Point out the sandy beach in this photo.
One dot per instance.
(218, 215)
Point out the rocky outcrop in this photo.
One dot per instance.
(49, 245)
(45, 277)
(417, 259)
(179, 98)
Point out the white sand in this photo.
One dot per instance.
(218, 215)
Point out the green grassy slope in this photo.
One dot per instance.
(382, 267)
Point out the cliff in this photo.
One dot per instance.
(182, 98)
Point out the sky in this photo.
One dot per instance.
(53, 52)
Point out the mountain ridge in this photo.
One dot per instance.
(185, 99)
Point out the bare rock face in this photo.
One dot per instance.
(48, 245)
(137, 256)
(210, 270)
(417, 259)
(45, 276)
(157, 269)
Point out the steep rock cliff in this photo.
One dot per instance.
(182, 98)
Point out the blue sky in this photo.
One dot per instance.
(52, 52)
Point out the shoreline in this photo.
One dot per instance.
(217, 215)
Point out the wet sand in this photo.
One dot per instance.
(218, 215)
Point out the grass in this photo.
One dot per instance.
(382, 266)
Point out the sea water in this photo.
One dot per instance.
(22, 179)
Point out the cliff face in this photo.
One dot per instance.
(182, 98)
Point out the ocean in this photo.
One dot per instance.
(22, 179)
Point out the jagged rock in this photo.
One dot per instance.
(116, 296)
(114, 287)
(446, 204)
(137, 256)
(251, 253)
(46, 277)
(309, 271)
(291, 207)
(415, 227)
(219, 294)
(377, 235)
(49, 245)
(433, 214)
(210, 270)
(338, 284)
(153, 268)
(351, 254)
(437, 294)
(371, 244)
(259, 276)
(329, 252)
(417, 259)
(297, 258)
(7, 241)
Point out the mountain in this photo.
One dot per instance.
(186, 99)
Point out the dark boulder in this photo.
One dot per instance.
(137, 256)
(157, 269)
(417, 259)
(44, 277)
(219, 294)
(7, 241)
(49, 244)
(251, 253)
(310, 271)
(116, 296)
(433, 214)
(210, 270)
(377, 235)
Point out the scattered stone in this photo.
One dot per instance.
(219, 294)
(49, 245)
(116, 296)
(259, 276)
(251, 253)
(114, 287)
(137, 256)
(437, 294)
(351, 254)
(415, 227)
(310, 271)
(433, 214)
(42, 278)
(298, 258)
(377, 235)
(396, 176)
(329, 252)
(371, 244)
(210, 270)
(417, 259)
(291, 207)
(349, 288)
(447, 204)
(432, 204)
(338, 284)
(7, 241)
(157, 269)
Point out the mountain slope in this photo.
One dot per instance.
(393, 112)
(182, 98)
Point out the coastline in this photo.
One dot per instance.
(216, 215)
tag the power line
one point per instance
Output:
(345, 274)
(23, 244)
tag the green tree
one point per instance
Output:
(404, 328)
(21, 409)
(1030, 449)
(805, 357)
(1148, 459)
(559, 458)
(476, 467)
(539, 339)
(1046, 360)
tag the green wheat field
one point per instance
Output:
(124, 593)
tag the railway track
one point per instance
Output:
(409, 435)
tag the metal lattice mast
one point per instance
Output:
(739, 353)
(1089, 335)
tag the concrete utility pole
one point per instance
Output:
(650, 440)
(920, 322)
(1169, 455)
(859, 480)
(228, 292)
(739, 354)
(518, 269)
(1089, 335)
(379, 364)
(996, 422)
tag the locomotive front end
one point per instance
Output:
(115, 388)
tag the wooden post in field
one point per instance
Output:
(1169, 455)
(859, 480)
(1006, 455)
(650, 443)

::::

• [Aim of the task] Return all of the entries word for word.

• [Final result]
Point out the sandy beach in this photo.
One dot per instance.
(218, 215)
Point out the rocky outcrop in this photo.
One dot per instance.
(49, 245)
(45, 277)
(417, 259)
(179, 98)
Point out the white sand in this photo.
One dot per instance.
(218, 215)
Point out the green grassy slope in this photo.
One dot per instance.
(382, 267)
Point out the cliff in this photo.
One dot per instance.
(182, 98)
Point out the sky in this photo.
One dot per instance.
(53, 52)
Point out the mountain ridge in this photo.
One dot per instance.
(185, 99)
Point out the bare rock face in this photo.
One dot per instance.
(48, 245)
(137, 256)
(210, 270)
(417, 259)
(45, 276)
(157, 269)
Point out the steep rock cliff in this photo.
One dot per instance.
(182, 98)
Point out the blue sky in this photo.
One dot per instance.
(52, 52)
Point out the shoreline in this photo.
One dot per instance.
(217, 215)
Point out the wet sand in this photo.
One dot per instance.
(218, 215)
Point out the grass in this photo.
One dot per instance.
(382, 266)
Point out the sea water in this photo.
One dot per instance.
(22, 179)
Point out the cliff face in this photo.
One dot per instance.
(182, 98)
Point out the ocean in this photo.
One dot per instance.
(22, 179)
Point out the jagged rock in this photo.
One dot per instance.
(116, 296)
(114, 287)
(446, 204)
(137, 256)
(251, 253)
(46, 277)
(309, 271)
(291, 207)
(415, 227)
(219, 294)
(377, 235)
(49, 245)
(433, 214)
(210, 270)
(338, 284)
(153, 268)
(351, 254)
(437, 294)
(371, 244)
(259, 276)
(329, 252)
(417, 259)
(297, 258)
(7, 241)
Point out the mountain in this photo.
One dot per instance.
(186, 99)
Point out the dark boulder in this photo.
One dot per instance.
(137, 256)
(157, 269)
(417, 259)
(44, 277)
(219, 294)
(7, 241)
(49, 244)
(251, 253)
(310, 271)
(116, 296)
(433, 214)
(210, 270)
(377, 235)
Point out the scattered stone in this photo.
One dot per instance.
(219, 294)
(49, 245)
(116, 296)
(259, 276)
(251, 253)
(114, 287)
(137, 256)
(437, 294)
(351, 254)
(415, 227)
(310, 271)
(433, 214)
(42, 278)
(298, 258)
(377, 235)
(396, 176)
(329, 252)
(371, 244)
(210, 270)
(417, 259)
(291, 207)
(349, 288)
(447, 204)
(432, 204)
(338, 284)
(7, 241)
(157, 269)
Point out the mountain slope in this photo.
One dot per instance.
(393, 112)
(182, 98)
Point out the coastline in this photo.
One dot per instance.
(216, 215)
tag the power line
one point per instance
Output:
(345, 274)
(23, 244)
tag the green tree
one point per instance
Output:
(404, 328)
(21, 409)
(1030, 449)
(805, 357)
(1148, 459)
(559, 458)
(476, 467)
(539, 339)
(1046, 360)
tag the green wheat field
one point per instance
Output:
(124, 593)
tag the railway track
one point per instance
Output:
(409, 435)
tag the metal lattice mast
one point per instance
Output:
(739, 353)
(1089, 335)
tag the concrete utility pole
one point per instance
Output:
(650, 440)
(920, 322)
(1169, 455)
(859, 480)
(228, 292)
(739, 354)
(518, 269)
(1089, 335)
(379, 364)
(996, 422)
tag the locomotive front end
one point per instance
Output:
(115, 388)
tag the wooden post in field
one point per instance
Output:
(1169, 455)
(859, 480)
(1006, 455)
(650, 443)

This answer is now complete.